_TASK TO CARRY OUT_: Add 81 to every coordinate in the answers, and write out all the material starting at the beginning and ending with the line that contains "(1124, 209)", requests included.

[Records from a collection]
= = = = = = =
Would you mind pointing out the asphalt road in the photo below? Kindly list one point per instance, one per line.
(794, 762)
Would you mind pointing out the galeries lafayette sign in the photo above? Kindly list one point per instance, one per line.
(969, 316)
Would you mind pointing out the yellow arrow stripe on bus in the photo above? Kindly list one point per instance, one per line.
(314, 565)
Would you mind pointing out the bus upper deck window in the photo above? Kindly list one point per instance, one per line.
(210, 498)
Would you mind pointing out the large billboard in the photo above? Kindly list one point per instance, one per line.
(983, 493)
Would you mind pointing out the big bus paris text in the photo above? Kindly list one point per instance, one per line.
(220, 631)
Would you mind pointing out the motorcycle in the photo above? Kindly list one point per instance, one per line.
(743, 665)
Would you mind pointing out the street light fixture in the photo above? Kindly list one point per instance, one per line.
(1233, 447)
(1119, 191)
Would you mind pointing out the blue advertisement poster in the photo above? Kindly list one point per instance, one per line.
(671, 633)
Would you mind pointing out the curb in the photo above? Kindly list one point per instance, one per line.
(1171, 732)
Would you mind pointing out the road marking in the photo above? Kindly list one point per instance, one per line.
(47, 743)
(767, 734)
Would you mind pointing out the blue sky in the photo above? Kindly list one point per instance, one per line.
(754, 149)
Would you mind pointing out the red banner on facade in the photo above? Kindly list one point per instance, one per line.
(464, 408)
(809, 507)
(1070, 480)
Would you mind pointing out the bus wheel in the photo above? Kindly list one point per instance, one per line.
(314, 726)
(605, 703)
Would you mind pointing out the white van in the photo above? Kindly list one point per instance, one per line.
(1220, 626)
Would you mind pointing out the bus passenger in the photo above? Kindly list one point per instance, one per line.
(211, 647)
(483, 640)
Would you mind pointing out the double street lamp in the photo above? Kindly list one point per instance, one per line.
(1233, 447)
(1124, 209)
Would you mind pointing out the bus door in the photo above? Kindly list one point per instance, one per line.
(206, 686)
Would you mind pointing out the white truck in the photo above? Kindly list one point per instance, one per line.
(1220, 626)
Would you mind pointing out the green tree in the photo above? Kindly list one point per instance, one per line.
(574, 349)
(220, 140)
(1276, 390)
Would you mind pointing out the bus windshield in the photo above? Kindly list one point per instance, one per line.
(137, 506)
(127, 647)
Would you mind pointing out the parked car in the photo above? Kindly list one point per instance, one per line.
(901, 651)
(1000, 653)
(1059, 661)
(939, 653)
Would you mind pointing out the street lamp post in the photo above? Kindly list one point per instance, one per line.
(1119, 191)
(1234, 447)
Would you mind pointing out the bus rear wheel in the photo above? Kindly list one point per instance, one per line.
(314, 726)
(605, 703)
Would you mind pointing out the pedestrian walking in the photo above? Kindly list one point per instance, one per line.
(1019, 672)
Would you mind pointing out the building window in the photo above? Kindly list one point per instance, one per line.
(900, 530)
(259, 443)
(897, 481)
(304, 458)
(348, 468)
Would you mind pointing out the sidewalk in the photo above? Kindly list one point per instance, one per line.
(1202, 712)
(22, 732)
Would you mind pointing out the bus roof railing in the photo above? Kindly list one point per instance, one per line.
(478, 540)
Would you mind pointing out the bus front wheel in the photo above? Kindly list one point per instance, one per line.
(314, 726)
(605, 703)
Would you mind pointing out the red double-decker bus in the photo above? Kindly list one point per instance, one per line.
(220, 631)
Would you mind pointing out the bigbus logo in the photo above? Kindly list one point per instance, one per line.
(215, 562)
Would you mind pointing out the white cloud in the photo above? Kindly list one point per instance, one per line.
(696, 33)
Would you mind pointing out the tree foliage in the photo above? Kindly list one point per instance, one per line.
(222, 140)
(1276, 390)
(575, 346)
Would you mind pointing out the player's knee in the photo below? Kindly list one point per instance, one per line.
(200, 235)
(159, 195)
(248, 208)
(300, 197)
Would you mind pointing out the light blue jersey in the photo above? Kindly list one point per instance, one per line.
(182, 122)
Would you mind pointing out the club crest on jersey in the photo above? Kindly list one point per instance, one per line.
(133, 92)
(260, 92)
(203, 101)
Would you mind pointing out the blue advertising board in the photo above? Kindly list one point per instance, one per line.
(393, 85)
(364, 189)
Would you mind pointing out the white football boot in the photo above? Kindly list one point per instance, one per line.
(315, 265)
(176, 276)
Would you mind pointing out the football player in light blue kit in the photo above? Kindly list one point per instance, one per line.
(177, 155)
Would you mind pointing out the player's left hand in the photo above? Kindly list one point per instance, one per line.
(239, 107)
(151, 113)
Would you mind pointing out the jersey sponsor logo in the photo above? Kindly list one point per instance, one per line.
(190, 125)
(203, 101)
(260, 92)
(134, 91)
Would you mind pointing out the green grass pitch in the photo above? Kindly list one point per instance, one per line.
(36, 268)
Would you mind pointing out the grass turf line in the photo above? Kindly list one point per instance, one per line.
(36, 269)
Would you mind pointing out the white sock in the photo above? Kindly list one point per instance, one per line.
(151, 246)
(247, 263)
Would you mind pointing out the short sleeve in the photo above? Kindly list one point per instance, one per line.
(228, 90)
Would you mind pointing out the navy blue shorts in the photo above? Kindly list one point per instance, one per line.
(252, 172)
= = = = = = =
_CORRECT ANSWER_:
Would you mind pointing out the asphalt road in the photo below? Kindly list one point per instance, one per line.
(875, 843)
Would you mind pointing out the galeries lafayette sign in the photo above? Kindly list one point per instance, one per line.
(1050, 397)
Would you mind pointing out the yellow arrow stripe on bus in the photo above? Kindly list one point per instance, one per line.
(395, 646)
Would you mind pointing out the bus upper deck window in the photo above? Kindly list one point per instance, one per line.
(291, 579)
Would you mind pointing out the large billboard in the photo above? Kindly list one point per instance, one per line.
(1064, 574)
Would you mind pointing out the big bus paris text in the photo above? Kindly list one point per instance, one per line.
(301, 712)
Would you mind pointing out the motorcycle in the photo above? Kindly list one point per instance, one per line.
(824, 746)
Would you mind pointing out the street light fixture in the photo above? Kindly list one point per instance, one per line.
(1314, 528)
(1200, 272)
Would you mind pointing out the blue advertisement poster in the photo above? Kindly list one point per instance, one per line.
(752, 714)
Would you mind pointing out the curb in the photo above? Kindly list one point per instance, one per line.
(1252, 813)
Would you mind pointing out the road marking in the photo above? Kindly list one point per instance, one per line.
(128, 824)
(848, 815)
Would you mind pointing out the blue sky in the photo above? Kindly list one point per instance, one per line.
(835, 230)
Would you mind pointing out the red banner on facade in the photo above? Kindly list one point per instance, one per line.
(545, 489)
(890, 588)
(1151, 561)
Would you mind pointing out the bus wheel in the photo above? Kindly list one point per instance, one per line.
(395, 807)
(686, 784)
Would you mind pointing out the white van in the photo above? Kindly list one point per instance, one per line.
(1301, 707)
Would you mind pointing out the bus passenger in the photo above? Kindly list one point per instance, one per line.
(292, 728)
(564, 721)
Would you mind pointing out the double street lamp in the photo above? Kindly list one point per instance, one per line.
(1314, 528)
(1205, 290)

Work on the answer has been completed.